Première objection : il risque de pénaliser le mécénat, et il est à craindre que les donataires ne renoncent à tout projet de donation d'usufruit temporaire d'un bien dans la mesure où ils souhaiteront conserver les revenus de ce bien pour les consacrer au paiement de l'ISF, qui frappera dorénavant un tel bien.
Seconde objection de principe : ce système est dangereux et par son caractère rétroactif et dans son esprit.
En effet, la nouvelle présomption de propriété s'appliquera à compter de 1999, et cela quelle que soit la date à laquelle le démembrement de propriété aura été décidé.
En outre, si les contribuables concernés désirent récupérer l'usufruit afin de pouvoir payer l'ISF, il leur faudra obtenir le consentement du donataire, qui se verra alors non seulement privé de l'usufruit mais encore dans l'obligation de payer des droits de mutation à titre gratuit. On en arrive à une situation franchement absurde !

Tâche donnée 1:
Relevez toutes les formes verbales conjuguées au futur simple dans l'extrait sur l'ISF, sans compter le futur antérieur.
L'extrait et les enregistrements n'ont aucun lien entre eux.

Lignes de données:
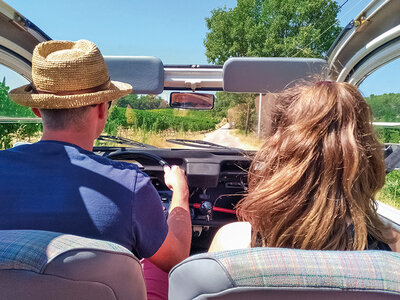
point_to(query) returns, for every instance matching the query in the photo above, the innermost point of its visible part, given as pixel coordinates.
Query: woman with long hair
(313, 182)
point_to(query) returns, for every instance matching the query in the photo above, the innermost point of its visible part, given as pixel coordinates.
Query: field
(156, 125)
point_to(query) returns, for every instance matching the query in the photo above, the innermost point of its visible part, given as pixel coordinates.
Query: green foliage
(159, 120)
(16, 131)
(142, 102)
(9, 108)
(290, 28)
(385, 108)
(390, 193)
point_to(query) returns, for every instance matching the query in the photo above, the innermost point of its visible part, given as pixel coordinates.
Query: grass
(157, 139)
(390, 193)
(251, 139)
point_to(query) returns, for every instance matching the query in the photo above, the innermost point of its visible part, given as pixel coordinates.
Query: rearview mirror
(191, 101)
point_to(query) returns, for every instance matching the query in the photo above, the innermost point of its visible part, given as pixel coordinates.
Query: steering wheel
(119, 155)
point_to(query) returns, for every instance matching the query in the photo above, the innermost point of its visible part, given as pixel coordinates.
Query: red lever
(219, 209)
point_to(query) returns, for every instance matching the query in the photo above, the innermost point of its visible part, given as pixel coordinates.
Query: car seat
(276, 273)
(48, 265)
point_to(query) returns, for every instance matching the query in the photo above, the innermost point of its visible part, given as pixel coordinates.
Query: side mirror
(191, 100)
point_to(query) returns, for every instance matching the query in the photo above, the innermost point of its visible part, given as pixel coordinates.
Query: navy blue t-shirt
(57, 186)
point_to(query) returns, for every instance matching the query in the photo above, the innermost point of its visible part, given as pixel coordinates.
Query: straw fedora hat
(68, 75)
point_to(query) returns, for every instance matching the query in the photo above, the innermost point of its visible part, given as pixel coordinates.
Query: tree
(292, 28)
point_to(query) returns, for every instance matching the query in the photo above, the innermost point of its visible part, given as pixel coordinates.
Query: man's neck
(79, 139)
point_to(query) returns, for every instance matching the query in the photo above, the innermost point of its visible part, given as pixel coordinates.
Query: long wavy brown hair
(312, 184)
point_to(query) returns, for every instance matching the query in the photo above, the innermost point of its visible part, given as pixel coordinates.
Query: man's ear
(36, 112)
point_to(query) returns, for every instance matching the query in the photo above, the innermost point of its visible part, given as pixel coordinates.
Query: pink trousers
(156, 281)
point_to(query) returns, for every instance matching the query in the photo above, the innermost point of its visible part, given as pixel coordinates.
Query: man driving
(58, 184)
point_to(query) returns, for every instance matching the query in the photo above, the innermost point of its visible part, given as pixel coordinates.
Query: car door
(369, 43)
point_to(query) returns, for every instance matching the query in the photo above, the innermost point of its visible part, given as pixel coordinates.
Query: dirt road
(223, 137)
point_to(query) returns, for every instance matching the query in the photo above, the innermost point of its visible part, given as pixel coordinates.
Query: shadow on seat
(273, 273)
(47, 265)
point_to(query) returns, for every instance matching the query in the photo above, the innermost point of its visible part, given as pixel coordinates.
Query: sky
(172, 30)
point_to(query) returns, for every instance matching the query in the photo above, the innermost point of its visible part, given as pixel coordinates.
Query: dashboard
(217, 180)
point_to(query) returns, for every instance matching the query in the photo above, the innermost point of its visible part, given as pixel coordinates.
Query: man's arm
(176, 246)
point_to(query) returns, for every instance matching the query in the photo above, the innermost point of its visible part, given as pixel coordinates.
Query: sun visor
(268, 74)
(144, 73)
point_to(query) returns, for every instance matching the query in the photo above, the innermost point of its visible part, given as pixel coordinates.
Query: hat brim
(27, 97)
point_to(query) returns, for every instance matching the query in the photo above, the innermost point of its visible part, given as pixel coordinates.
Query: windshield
(178, 33)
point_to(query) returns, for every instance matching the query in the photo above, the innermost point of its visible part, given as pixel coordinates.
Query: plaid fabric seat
(32, 250)
(275, 269)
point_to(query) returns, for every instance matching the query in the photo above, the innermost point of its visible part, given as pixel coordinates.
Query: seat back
(273, 273)
(48, 265)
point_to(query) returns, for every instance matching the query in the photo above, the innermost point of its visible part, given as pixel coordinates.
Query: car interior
(49, 265)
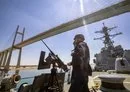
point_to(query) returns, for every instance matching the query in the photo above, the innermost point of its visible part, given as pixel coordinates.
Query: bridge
(111, 11)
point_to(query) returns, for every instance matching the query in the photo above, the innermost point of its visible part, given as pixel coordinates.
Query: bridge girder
(114, 10)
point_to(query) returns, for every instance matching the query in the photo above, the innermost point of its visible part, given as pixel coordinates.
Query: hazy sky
(40, 15)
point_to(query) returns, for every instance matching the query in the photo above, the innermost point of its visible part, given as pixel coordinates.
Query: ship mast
(107, 36)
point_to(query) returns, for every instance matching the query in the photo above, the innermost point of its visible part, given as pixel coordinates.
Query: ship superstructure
(105, 60)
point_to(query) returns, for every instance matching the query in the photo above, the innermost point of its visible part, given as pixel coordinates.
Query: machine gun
(55, 59)
(52, 82)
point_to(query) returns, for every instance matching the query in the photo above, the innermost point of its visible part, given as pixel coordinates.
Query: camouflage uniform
(81, 68)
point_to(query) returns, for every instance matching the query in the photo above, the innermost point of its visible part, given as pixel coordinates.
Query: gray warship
(105, 60)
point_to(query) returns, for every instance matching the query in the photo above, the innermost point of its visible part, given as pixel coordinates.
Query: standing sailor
(80, 63)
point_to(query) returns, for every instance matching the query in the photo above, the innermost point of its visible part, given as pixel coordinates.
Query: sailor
(80, 63)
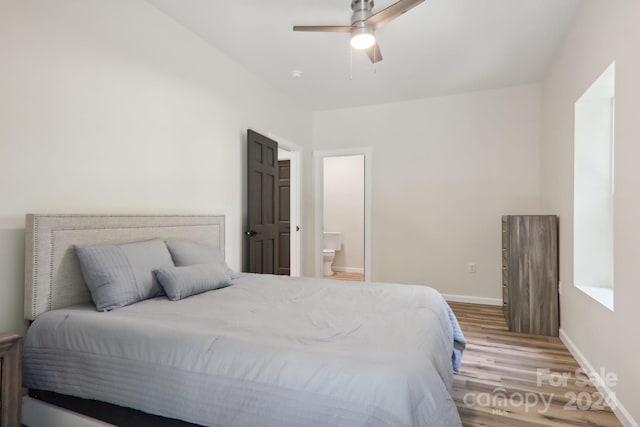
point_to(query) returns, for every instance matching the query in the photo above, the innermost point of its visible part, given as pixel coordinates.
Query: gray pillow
(188, 253)
(119, 275)
(182, 282)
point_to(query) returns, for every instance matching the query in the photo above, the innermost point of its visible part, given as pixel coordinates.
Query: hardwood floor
(520, 380)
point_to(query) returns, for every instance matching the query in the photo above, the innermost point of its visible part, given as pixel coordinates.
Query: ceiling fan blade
(323, 28)
(374, 53)
(392, 12)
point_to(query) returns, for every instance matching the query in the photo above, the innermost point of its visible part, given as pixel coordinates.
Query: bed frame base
(107, 412)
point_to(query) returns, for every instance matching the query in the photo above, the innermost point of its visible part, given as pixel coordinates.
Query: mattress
(266, 351)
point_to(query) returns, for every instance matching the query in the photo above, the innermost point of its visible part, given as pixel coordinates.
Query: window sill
(603, 295)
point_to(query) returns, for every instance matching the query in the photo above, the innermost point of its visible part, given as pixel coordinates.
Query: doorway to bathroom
(343, 206)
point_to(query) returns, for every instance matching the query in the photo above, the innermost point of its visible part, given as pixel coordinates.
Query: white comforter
(266, 351)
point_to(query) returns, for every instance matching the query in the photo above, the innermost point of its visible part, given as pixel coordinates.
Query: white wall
(602, 32)
(110, 106)
(444, 171)
(343, 187)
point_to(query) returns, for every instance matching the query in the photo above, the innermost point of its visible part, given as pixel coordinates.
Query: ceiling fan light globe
(363, 40)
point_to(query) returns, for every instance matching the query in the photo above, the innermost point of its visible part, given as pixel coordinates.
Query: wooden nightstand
(10, 380)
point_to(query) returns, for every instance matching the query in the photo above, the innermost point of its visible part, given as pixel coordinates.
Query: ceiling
(440, 47)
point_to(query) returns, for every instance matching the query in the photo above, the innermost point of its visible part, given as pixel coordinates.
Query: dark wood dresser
(10, 380)
(530, 273)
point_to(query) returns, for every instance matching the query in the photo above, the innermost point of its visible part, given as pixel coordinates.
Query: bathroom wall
(344, 209)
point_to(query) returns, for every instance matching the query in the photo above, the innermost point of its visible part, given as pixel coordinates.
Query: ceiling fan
(364, 23)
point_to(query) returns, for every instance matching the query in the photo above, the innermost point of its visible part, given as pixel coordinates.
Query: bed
(263, 351)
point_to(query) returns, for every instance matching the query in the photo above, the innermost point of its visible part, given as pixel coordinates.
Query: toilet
(332, 243)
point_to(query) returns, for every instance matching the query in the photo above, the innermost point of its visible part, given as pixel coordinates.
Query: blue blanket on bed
(459, 341)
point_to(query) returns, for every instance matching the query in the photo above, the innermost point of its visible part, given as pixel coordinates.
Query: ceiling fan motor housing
(361, 11)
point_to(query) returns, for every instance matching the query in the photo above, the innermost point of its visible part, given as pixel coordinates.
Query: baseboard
(473, 300)
(40, 414)
(618, 409)
(348, 269)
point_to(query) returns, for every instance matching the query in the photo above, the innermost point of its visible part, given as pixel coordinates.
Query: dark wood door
(284, 217)
(262, 204)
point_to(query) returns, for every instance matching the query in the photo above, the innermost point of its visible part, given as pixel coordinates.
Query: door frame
(296, 202)
(319, 156)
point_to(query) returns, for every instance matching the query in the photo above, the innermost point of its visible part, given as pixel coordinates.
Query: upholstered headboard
(52, 272)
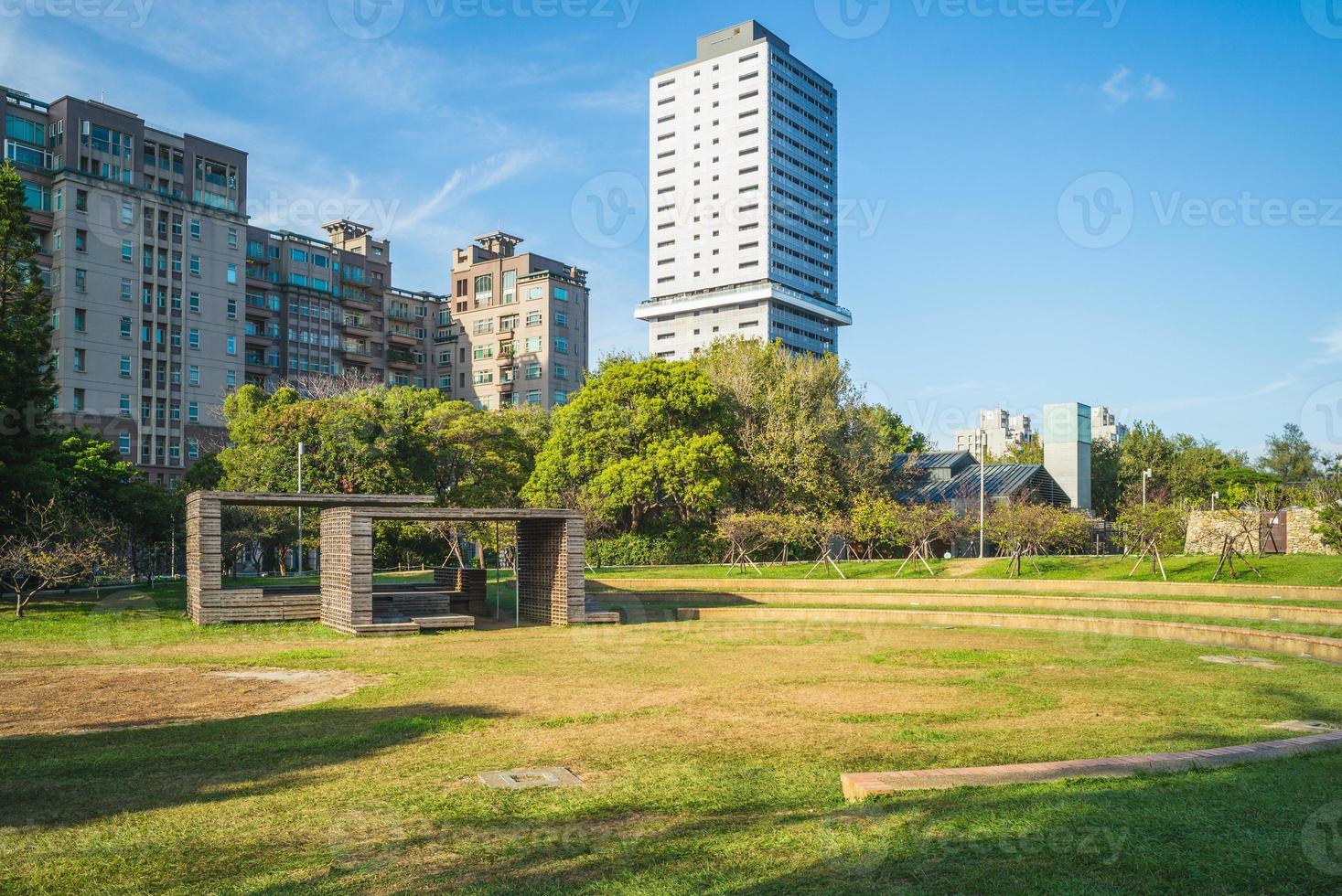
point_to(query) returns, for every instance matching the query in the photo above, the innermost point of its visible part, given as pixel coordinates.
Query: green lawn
(712, 752)
(1295, 569)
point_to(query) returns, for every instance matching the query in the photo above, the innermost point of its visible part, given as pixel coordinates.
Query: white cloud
(1157, 89)
(1121, 89)
(1117, 88)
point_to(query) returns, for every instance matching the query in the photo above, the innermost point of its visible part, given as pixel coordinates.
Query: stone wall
(1207, 531)
(1299, 533)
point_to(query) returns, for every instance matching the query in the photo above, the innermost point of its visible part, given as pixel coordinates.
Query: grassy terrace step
(1294, 569)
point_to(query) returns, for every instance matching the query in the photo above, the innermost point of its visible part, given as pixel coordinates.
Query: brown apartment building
(523, 324)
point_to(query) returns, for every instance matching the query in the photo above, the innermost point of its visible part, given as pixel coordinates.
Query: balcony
(402, 358)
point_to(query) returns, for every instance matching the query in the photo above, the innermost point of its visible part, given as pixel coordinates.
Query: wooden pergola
(551, 582)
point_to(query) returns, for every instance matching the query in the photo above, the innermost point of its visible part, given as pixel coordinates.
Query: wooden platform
(862, 784)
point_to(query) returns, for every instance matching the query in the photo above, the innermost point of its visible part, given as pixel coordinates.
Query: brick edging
(858, 786)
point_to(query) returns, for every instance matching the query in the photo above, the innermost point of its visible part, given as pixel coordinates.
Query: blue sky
(1134, 203)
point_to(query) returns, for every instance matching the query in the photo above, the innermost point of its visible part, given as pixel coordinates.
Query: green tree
(1289, 456)
(27, 387)
(805, 440)
(640, 439)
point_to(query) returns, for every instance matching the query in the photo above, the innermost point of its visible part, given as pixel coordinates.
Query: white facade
(742, 178)
(999, 431)
(1105, 425)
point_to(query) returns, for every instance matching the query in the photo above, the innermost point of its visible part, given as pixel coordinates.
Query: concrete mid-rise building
(744, 198)
(164, 299)
(1067, 450)
(523, 326)
(999, 431)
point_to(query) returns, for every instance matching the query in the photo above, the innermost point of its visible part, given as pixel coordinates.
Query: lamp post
(299, 510)
(982, 476)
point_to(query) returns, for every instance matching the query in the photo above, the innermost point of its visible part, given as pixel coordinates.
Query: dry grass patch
(75, 699)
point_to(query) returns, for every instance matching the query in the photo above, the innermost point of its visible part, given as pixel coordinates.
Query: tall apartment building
(999, 431)
(522, 322)
(143, 247)
(327, 307)
(164, 298)
(744, 193)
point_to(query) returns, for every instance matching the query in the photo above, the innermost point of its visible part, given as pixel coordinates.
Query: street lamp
(982, 475)
(299, 510)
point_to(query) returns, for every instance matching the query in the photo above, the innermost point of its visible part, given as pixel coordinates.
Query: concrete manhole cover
(525, 778)
(1241, 660)
(1310, 726)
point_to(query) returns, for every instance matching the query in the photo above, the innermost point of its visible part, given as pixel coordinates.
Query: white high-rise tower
(744, 195)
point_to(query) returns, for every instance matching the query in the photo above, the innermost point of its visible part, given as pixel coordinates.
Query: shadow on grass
(65, 780)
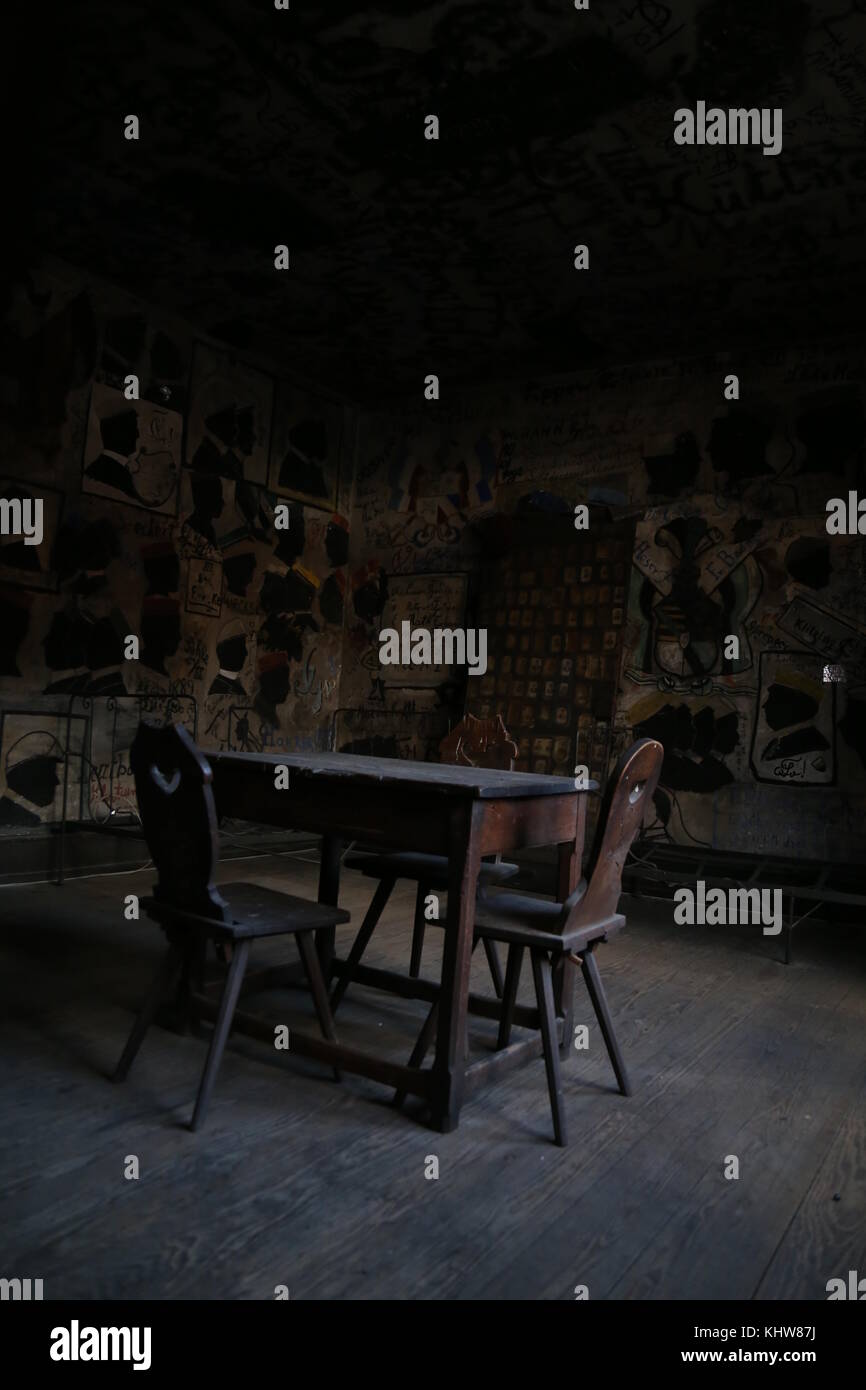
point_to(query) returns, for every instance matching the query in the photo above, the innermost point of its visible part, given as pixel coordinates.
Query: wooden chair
(572, 929)
(473, 742)
(180, 823)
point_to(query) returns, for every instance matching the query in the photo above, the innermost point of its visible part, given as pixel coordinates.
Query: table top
(483, 783)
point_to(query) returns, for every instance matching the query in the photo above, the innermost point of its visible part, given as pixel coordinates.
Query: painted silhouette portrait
(132, 451)
(337, 542)
(160, 633)
(120, 437)
(291, 542)
(738, 446)
(331, 598)
(230, 417)
(14, 552)
(238, 571)
(82, 552)
(232, 652)
(232, 441)
(305, 455)
(31, 767)
(273, 685)
(302, 464)
(161, 567)
(91, 651)
(14, 626)
(207, 505)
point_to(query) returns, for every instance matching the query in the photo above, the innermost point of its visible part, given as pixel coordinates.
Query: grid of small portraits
(555, 622)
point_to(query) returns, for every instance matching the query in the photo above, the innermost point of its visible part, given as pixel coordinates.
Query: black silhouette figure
(160, 633)
(82, 552)
(14, 551)
(120, 435)
(161, 567)
(207, 505)
(302, 466)
(231, 653)
(238, 571)
(274, 679)
(14, 626)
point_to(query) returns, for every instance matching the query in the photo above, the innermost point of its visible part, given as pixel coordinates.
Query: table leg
(328, 891)
(449, 1066)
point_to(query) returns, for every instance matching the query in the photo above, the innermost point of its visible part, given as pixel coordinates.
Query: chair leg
(492, 959)
(546, 1014)
(509, 995)
(316, 980)
(241, 951)
(599, 1002)
(359, 945)
(417, 933)
(164, 979)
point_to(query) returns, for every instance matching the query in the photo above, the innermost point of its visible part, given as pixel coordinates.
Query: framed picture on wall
(230, 417)
(31, 566)
(306, 446)
(132, 451)
(38, 749)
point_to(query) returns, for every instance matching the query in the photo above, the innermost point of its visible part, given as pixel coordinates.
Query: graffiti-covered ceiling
(407, 255)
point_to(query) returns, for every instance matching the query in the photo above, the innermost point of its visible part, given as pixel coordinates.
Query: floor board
(298, 1180)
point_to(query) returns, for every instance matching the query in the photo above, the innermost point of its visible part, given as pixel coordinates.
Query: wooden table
(459, 812)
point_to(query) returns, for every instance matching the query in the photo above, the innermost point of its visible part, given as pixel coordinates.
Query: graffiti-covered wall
(191, 499)
(729, 483)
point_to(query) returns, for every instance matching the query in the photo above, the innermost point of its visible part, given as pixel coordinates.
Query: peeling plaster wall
(730, 506)
(237, 620)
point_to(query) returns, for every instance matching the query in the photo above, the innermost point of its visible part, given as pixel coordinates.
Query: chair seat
(256, 912)
(428, 869)
(534, 922)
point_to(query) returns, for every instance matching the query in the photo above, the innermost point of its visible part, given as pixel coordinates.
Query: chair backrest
(480, 742)
(627, 799)
(178, 818)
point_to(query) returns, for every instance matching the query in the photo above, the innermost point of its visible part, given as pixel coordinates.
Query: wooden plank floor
(300, 1182)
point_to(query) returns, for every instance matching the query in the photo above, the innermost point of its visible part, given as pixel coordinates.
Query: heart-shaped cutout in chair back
(170, 786)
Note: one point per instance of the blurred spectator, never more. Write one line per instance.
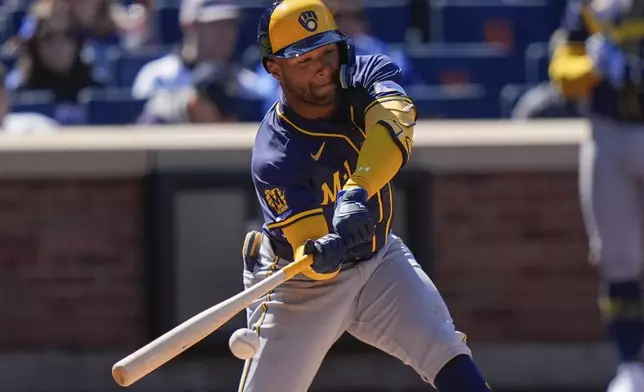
(351, 18)
(210, 30)
(544, 100)
(21, 123)
(212, 98)
(50, 59)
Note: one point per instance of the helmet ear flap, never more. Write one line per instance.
(265, 49)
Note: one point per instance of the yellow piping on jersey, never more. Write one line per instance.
(283, 117)
(592, 24)
(296, 217)
(246, 370)
(386, 99)
(391, 211)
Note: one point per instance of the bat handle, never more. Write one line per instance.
(301, 263)
(150, 357)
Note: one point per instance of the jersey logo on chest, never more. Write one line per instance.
(317, 155)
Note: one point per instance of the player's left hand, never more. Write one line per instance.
(609, 60)
(352, 219)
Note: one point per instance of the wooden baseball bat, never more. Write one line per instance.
(153, 355)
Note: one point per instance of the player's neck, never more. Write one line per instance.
(308, 111)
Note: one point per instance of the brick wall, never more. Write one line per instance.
(511, 257)
(510, 261)
(70, 264)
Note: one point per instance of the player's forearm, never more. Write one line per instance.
(379, 160)
(572, 70)
(390, 130)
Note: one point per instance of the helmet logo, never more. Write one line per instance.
(309, 20)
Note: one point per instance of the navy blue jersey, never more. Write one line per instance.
(624, 25)
(300, 165)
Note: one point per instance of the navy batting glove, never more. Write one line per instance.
(352, 219)
(329, 252)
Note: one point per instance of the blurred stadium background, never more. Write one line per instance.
(120, 216)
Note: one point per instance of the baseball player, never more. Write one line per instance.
(322, 166)
(600, 63)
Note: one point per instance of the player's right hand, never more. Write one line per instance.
(329, 252)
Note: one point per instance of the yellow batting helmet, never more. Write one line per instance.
(290, 28)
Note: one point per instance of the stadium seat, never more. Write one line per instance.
(33, 101)
(466, 101)
(248, 28)
(110, 106)
(510, 95)
(486, 64)
(167, 27)
(388, 19)
(8, 61)
(536, 62)
(515, 24)
(249, 109)
(125, 66)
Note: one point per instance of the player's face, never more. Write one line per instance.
(312, 77)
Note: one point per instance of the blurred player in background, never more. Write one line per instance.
(600, 61)
(51, 59)
(21, 123)
(322, 165)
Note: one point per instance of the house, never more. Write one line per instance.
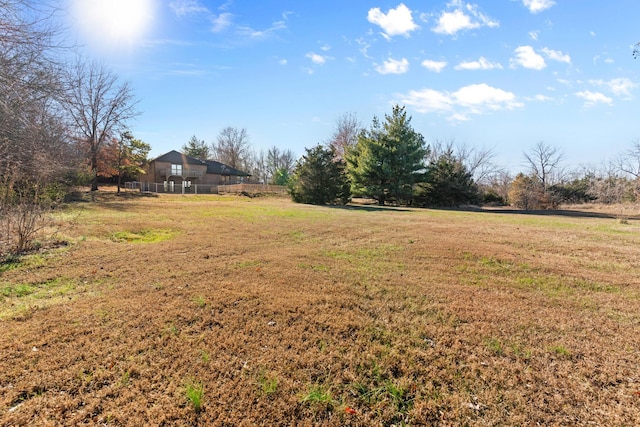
(175, 170)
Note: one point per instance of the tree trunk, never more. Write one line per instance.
(94, 171)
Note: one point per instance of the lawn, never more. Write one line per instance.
(216, 310)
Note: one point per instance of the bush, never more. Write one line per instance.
(319, 179)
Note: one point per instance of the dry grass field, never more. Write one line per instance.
(221, 310)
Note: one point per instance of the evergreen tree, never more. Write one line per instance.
(319, 179)
(388, 159)
(448, 183)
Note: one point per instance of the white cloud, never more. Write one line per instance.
(464, 16)
(262, 34)
(316, 59)
(187, 7)
(537, 6)
(540, 97)
(393, 66)
(221, 22)
(482, 96)
(556, 55)
(472, 99)
(396, 22)
(527, 57)
(481, 64)
(435, 66)
(621, 86)
(593, 98)
(428, 100)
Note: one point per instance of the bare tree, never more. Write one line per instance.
(629, 161)
(34, 148)
(544, 161)
(279, 161)
(232, 147)
(257, 166)
(99, 106)
(345, 134)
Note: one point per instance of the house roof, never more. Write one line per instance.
(222, 169)
(213, 167)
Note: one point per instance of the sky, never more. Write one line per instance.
(498, 75)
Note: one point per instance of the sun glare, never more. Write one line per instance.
(113, 23)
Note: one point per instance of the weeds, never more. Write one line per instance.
(561, 351)
(268, 384)
(318, 394)
(495, 346)
(194, 391)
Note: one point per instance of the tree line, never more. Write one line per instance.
(63, 121)
(391, 163)
(233, 148)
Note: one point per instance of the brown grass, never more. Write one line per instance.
(287, 314)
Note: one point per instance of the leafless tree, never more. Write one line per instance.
(99, 106)
(232, 147)
(545, 163)
(257, 166)
(345, 134)
(629, 162)
(278, 160)
(477, 161)
(33, 138)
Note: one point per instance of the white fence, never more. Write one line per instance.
(171, 187)
(253, 189)
(189, 188)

Tâche donnée 2:
Déterminez combien de lignes des enregistrements contiennent la chaîne « shadow », en tenant compte de la casse, puis donnez seulement ce nombre.

Réponse attendue 1:
souhaiteront
frappera
s'appliquera
faudra
se verra

Réponse attendue 2:
2